TASK GOAL => Arrange every line of the material below as a JSON list of strings, one string per line, with blank lines left out.

--- Begin RECORDS SUPPLIED ---

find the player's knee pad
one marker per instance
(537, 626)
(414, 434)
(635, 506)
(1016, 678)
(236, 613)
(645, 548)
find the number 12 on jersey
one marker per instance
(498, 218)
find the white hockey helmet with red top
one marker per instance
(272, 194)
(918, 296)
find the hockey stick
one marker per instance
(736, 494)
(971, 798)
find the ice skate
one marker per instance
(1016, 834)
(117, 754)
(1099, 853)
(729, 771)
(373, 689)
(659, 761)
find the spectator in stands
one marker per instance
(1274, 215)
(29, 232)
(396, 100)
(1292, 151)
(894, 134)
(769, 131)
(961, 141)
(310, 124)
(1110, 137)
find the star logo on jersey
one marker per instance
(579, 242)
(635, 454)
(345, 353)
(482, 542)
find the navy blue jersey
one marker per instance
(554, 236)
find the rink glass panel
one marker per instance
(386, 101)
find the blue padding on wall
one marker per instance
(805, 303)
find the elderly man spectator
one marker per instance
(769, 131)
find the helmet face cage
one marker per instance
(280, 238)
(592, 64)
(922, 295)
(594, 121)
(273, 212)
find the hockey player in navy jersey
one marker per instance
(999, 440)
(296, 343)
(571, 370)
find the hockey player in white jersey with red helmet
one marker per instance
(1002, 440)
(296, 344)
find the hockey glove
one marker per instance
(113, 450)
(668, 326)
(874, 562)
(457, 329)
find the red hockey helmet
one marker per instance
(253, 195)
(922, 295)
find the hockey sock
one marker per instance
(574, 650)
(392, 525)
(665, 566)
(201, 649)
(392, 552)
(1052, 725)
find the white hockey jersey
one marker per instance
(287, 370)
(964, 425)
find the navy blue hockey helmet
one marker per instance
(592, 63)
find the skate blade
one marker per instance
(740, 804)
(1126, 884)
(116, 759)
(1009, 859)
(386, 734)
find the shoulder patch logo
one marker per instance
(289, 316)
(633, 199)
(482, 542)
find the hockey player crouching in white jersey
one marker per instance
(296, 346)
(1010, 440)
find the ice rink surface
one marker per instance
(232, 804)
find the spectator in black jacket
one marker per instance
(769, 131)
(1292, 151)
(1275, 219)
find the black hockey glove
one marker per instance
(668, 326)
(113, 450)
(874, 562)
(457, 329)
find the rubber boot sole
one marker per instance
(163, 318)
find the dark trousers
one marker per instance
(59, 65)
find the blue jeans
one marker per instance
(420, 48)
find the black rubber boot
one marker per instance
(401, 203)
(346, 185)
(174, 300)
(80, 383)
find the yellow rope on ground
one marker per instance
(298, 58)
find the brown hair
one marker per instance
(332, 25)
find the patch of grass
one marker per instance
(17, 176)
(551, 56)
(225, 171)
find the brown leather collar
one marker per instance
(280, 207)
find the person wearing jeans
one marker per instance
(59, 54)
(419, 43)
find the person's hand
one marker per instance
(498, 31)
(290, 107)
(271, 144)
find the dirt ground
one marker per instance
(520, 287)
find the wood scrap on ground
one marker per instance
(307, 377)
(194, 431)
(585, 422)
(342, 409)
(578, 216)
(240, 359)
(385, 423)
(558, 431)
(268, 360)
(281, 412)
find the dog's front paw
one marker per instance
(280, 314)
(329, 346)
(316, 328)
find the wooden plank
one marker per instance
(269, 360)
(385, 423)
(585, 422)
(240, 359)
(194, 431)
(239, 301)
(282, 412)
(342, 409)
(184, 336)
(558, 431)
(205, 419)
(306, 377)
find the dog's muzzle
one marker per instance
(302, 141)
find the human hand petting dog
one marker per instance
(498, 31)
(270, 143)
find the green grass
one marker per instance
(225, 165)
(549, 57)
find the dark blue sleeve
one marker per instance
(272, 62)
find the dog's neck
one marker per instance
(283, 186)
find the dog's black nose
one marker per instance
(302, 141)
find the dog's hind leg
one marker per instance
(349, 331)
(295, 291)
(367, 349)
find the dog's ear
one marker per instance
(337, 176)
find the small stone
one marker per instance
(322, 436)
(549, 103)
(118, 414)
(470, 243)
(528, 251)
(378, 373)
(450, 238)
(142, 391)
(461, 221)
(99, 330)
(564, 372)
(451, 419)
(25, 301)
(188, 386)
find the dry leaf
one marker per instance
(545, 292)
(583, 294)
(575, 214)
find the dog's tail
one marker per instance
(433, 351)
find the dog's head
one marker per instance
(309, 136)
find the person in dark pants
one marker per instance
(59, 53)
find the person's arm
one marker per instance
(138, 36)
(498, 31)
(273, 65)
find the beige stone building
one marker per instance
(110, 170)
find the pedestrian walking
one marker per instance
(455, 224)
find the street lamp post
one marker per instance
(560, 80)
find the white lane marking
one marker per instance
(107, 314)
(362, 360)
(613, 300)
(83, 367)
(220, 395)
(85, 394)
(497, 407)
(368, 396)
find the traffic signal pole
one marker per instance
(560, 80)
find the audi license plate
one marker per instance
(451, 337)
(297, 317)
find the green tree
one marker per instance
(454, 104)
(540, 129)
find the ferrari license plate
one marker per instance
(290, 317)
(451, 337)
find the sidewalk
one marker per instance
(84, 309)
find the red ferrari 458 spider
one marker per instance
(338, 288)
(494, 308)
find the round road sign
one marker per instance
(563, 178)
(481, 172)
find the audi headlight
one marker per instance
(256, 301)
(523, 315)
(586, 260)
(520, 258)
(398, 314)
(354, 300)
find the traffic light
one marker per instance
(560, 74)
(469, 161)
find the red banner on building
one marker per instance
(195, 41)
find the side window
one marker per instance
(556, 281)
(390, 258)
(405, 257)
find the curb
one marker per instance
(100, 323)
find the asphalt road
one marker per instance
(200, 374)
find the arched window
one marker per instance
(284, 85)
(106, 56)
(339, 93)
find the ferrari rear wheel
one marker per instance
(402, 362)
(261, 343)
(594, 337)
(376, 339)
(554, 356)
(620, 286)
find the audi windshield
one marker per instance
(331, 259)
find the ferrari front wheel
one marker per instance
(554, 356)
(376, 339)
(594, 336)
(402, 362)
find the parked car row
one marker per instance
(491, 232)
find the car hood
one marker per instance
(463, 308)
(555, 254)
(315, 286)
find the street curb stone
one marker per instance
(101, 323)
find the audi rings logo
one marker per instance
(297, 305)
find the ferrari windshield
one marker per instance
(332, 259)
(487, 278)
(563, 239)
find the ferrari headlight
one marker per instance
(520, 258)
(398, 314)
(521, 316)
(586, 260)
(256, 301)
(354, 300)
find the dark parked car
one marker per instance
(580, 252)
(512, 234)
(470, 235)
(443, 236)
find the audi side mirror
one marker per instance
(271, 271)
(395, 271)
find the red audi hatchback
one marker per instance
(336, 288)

--- End RECORDS SUPPLIED ---

ANSWER =>
[
  "find the player's knee pad",
  "one marker per instance",
  "(537, 626)",
  "(414, 434)",
  "(635, 506)",
  "(1016, 678)",
  "(236, 613)",
  "(645, 548)",
  "find the number 12 on jersey",
  "one marker per instance",
  "(498, 218)",
  "find the white hockey helmet with red top",
  "one marker per instance",
  "(272, 194)",
  "(918, 296)",
  "find the hockey stick",
  "one marker per instance",
  "(736, 494)",
  "(971, 798)",
  "find the ice skate",
  "one marker per instance",
  "(1016, 834)",
  "(117, 754)",
  "(1099, 853)",
  "(729, 771)",
  "(373, 689)",
  "(659, 761)",
  "find the spectator in stands",
  "one marker per instance",
  "(1274, 215)",
  "(29, 232)",
  "(396, 100)",
  "(1292, 151)",
  "(894, 134)",
  "(769, 131)",
  "(961, 141)",
  "(310, 124)",
  "(1110, 137)",
  "find the star logo on jersey",
  "one marker per instance",
  "(579, 242)",
  "(635, 454)",
  "(345, 353)",
  "(482, 542)",
  "find the navy blue jersey",
  "one marker per instance",
  "(554, 236)",
  "find the rink glass panel",
  "one marker per instance",
  "(386, 101)",
  "find the blue padding on wall",
  "one marker per instance",
  "(805, 303)",
  "find the elderly man spectator",
  "one marker per instance",
  "(769, 131)",
  "find the helmet face cage",
  "one marker per instance",
  "(280, 238)",
  "(592, 64)",
  "(922, 295)",
  "(594, 121)",
  "(273, 212)",
  "find the hockey player in navy jersey",
  "one marker per instance",
  "(999, 440)",
  "(296, 343)",
  "(571, 370)",
  "find the hockey player in white jersey with red helmet",
  "one marker per instance",
  "(1002, 440)",
  "(296, 344)",
  "find the hockey glove",
  "one marker per instance",
  "(113, 450)",
  "(668, 326)",
  "(874, 562)",
  "(457, 329)",
  "find the red hockey helmet",
  "one marker per instance",
  "(253, 195)",
  "(922, 295)",
  "find the hockey sock",
  "one marker per instance",
  "(574, 650)",
  "(392, 525)",
  "(665, 566)",
  "(201, 649)",
  "(392, 552)",
  "(1052, 725)",
  "find the white hockey jersey",
  "one marker per instance",
  "(287, 370)",
  "(964, 425)",
  "find the navy blue hockey helmet",
  "one marker per instance",
  "(592, 63)",
  "find the skate blade",
  "one marker per instance",
  "(740, 804)",
  "(1126, 884)",
  "(116, 759)",
  "(1009, 859)",
  "(386, 734)",
  "find the shoulder patch logo",
  "one marker per instance",
  "(289, 316)",
  "(633, 199)",
  "(482, 542)",
  "find the hockey player crouching in white jersey",
  "one marker per instance",
  "(296, 346)",
  "(1010, 440)",
  "find the ice rink surface",
  "one marker per instance",
  "(232, 804)",
  "find the spectator in black jacket",
  "one marker per instance",
  "(769, 131)",
  "(1292, 151)",
  "(1275, 219)",
  "find the black hockey glove",
  "one marker per instance",
  "(668, 326)",
  "(113, 450)",
  "(874, 562)",
  "(457, 329)",
  "find the rubber boot sole",
  "one marker per instance",
  "(163, 318)",
  "find the dark trousers",
  "one marker per instance",
  "(59, 65)",
  "find the blue jeans",
  "one marker per instance",
  "(420, 48)",
  "find the black rubber boot",
  "one marker per instance",
  "(401, 203)",
  "(346, 185)",
  "(174, 300)",
  "(80, 383)",
  "find the yellow rope on ground",
  "one marker per instance",
  "(298, 58)",
  "find the brown hair",
  "one marker per instance",
  "(332, 25)",
  "find the patch of grass",
  "one marker per instance",
  "(17, 176)",
  "(551, 56)",
  "(225, 171)",
  "find the brown leather collar",
  "one marker per instance",
  "(280, 207)",
  "find the person wearing jeans",
  "one marker per instance",
  "(59, 54)",
  "(419, 43)",
  "find the person's hand",
  "one marker per instance",
  "(498, 31)",
  "(290, 107)",
  "(271, 144)",
  "find the dirt ground",
  "one marker per instance",
  "(520, 287)",
  "find the wood scrap on ground",
  "one marker per instance",
  "(307, 377)",
  "(194, 431)",
  "(585, 422)",
  "(342, 409)",
  "(578, 216)",
  "(240, 359)",
  "(385, 423)",
  "(558, 431)",
  "(268, 360)",
  "(281, 412)",
  "find the dog's front paw",
  "one marker per instance",
  "(280, 314)",
  "(329, 346)",
  "(316, 328)",
  "find the wooden plank",
  "one marker per instance",
  "(269, 360)",
  "(385, 423)",
  "(585, 422)",
  "(240, 359)",
  "(194, 431)",
  "(239, 301)",
  "(282, 412)",
  "(342, 409)",
  "(184, 336)",
  "(558, 431)",
  "(205, 419)",
  "(306, 377)",
  "find the dog's muzzle",
  "one marker per instance",
  "(302, 141)",
  "find the human hand petting dog",
  "one marker per instance",
  "(498, 31)",
  "(270, 143)",
  "find the green grass",
  "one marker per instance",
  "(225, 165)",
  "(549, 57)",
  "find the dark blue sleeve",
  "one marker per instance",
  "(272, 62)",
  "find the dog's neck",
  "one marker per instance",
  "(283, 186)",
  "find the dog's black nose",
  "one marker per instance",
  "(302, 141)",
  "find the dog's hind leg",
  "one marker per instance",
  "(349, 331)",
  "(295, 291)",
  "(367, 349)",
  "find the dog's ear",
  "one marker per instance",
  "(337, 176)",
  "find the small stone",
  "one marker per instance",
  "(322, 436)",
  "(549, 103)",
  "(118, 414)",
  "(470, 243)",
  "(528, 251)",
  "(378, 373)",
  "(450, 238)",
  "(142, 391)",
  "(461, 221)",
  "(99, 330)",
  "(564, 372)",
  "(451, 419)",
  "(25, 301)",
  "(188, 386)",
  "find the dry leaf",
  "one marker per instance",
  "(545, 292)",
  "(583, 294)",
  "(575, 214)",
  "find the dog's tail",
  "one marker per instance",
  "(433, 351)",
  "find the dog's head",
  "one marker per instance",
  "(309, 136)",
  "find the person in dark pants",
  "one marker per instance",
  "(59, 53)",
  "find the person's arm",
  "one marker per instance",
  "(138, 36)",
  "(498, 31)",
  "(273, 65)",
  "find the beige stone building",
  "one marker per instance",
  "(110, 170)",
  "find the pedestrian walking",
  "one marker per instance",
  "(455, 224)",
  "find the street lamp post",
  "one marker per instance",
  "(560, 80)",
  "find the white lane marking",
  "one marker per instance",
  "(107, 314)",
  "(362, 360)",
  "(613, 300)",
  "(83, 367)",
  "(220, 395)",
  "(85, 394)",
  "(497, 407)",
  "(368, 396)",
  "find the traffic signal pole",
  "one marker per instance",
  "(560, 80)",
  "find the audi license plate",
  "one marker per instance",
  "(451, 337)",
  "(297, 317)",
  "find the green tree",
  "one marker per instance",
  "(454, 104)",
  "(540, 129)",
  "find the ferrari license plate",
  "one marker per instance",
  "(290, 317)",
  "(451, 337)",
  "find the sidewalk",
  "one marker per instance",
  "(84, 309)",
  "find the red ferrari 458 spider",
  "one marker per instance",
  "(338, 288)",
  "(494, 308)",
  "find the round road sign",
  "one marker per instance",
  "(563, 178)",
  "(481, 172)",
  "find the audi headlight",
  "one marker per instance",
  "(256, 301)",
  "(523, 315)",
  "(586, 260)",
  "(520, 258)",
  "(398, 314)",
  "(354, 300)",
  "find the traffic light",
  "one marker per instance",
  "(560, 74)",
  "(469, 161)",
  "find the red banner on building",
  "one marker per instance",
  "(195, 41)",
  "find the side window",
  "one marker per instance",
  "(556, 281)",
  "(390, 258)",
  "(405, 257)",
  "find the curb",
  "one marker per instance",
  "(100, 323)",
  "find the asphalt road",
  "one marker per instance",
  "(200, 374)",
  "find the arched window",
  "one marker per instance",
  "(284, 85)",
  "(106, 56)",
  "(339, 93)",
  "find the ferrari rear wheel",
  "one marker per instance",
  "(402, 362)",
  "(261, 343)",
  "(594, 337)",
  "(376, 339)",
  "(554, 356)",
  "(620, 286)",
  "find the audi windshield",
  "one marker per instance",
  "(331, 259)",
  "find the ferrari front wheel",
  "one marker per instance",
  "(554, 356)",
  "(376, 339)",
  "(594, 336)",
  "(402, 362)",
  "find the parked car row",
  "one marker per instance",
  "(491, 232)",
  "find the car hood",
  "one marker per instance",
  "(463, 308)",
  "(555, 254)",
  "(315, 286)",
  "find the street curb stone",
  "one marker per instance",
  "(101, 323)",
  "find the audi rings logo",
  "one marker per instance",
  "(297, 305)",
  "find the ferrari windshield",
  "one marker per instance",
  "(332, 259)",
  "(487, 278)",
  "(563, 239)",
  "find the ferrari headlight",
  "one marker per instance",
  "(520, 258)",
  "(398, 314)",
  "(521, 316)",
  "(586, 260)",
  "(256, 301)",
  "(354, 300)",
  "find the dark parked car",
  "one marker per instance",
  "(580, 252)",
  "(512, 234)",
  "(470, 235)",
  "(443, 236)",
  "find the audi side mirror",
  "one marker per instance",
  "(271, 271)",
  "(395, 271)",
  "find the red audi hatchback",
  "one marker per instance",
  "(336, 288)"
]